[Natural language region descriptions]
=== Begin Enclosure ===

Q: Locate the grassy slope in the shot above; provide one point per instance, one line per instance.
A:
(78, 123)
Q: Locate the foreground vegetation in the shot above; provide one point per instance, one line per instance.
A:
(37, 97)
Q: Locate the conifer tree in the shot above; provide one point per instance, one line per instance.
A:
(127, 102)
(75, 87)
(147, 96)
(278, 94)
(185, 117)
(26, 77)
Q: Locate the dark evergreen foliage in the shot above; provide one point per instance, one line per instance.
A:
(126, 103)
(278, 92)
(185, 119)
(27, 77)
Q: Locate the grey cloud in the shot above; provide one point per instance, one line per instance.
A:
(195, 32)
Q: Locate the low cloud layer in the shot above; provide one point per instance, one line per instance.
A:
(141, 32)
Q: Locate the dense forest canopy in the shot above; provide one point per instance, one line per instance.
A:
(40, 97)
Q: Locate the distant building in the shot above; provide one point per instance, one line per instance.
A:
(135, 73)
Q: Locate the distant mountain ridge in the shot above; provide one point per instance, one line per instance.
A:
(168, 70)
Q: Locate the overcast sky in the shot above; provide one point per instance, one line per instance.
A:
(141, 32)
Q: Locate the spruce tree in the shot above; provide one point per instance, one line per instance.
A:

=== End Enclosure ===
=== Begin Enclosure ===

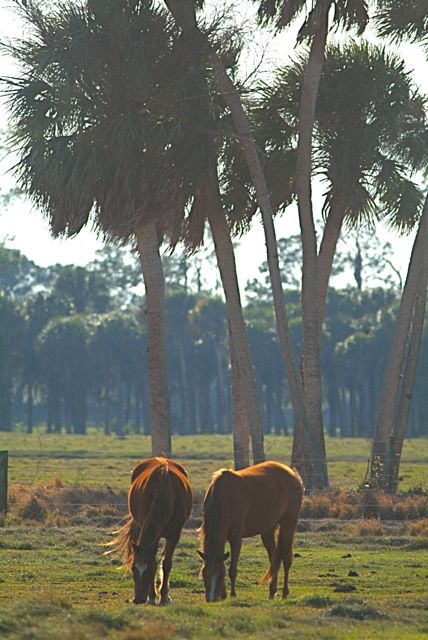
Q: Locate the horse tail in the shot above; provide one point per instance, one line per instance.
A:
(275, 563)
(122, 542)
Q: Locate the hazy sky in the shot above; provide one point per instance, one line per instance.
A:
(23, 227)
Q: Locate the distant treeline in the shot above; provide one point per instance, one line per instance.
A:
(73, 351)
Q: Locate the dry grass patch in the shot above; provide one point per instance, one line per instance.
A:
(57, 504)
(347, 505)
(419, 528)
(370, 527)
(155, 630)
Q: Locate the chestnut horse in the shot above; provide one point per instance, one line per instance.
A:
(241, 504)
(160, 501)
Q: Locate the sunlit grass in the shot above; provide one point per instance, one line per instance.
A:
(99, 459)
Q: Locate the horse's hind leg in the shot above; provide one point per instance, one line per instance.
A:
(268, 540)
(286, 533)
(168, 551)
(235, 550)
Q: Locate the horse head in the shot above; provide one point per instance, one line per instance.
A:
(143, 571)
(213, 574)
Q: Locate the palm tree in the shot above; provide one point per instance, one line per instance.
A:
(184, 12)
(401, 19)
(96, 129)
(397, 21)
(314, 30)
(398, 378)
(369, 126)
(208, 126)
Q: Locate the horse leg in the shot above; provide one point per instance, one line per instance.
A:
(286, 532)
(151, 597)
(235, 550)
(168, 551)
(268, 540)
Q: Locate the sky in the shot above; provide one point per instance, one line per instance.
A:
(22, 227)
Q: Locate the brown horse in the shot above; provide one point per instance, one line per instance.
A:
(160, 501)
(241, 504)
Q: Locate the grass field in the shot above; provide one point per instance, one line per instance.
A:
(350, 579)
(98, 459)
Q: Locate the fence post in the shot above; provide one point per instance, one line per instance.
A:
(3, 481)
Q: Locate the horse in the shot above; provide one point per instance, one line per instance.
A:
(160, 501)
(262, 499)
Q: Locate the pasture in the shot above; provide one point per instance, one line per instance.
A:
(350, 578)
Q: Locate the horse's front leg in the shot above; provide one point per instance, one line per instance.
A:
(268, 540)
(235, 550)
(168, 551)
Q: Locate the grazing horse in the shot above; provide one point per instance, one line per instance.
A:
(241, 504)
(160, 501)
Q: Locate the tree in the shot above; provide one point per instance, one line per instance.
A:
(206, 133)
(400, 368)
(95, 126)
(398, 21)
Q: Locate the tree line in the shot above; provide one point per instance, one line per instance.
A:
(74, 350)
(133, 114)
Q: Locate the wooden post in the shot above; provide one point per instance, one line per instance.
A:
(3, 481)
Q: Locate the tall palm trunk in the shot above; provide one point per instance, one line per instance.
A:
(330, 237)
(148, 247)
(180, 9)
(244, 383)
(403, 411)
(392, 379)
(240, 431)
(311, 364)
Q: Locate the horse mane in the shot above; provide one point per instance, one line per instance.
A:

=== End Enclosure ===

Among the lines above, find those holding "palm" and copy each one.

→ RESPONSE TO THIS TASK
Q: Locate the palm tree in the shot above; provide one point per instance, one line per instance.
Q: Locate the tall palm trunk in the shot above; provide one point per instance, one line per instance.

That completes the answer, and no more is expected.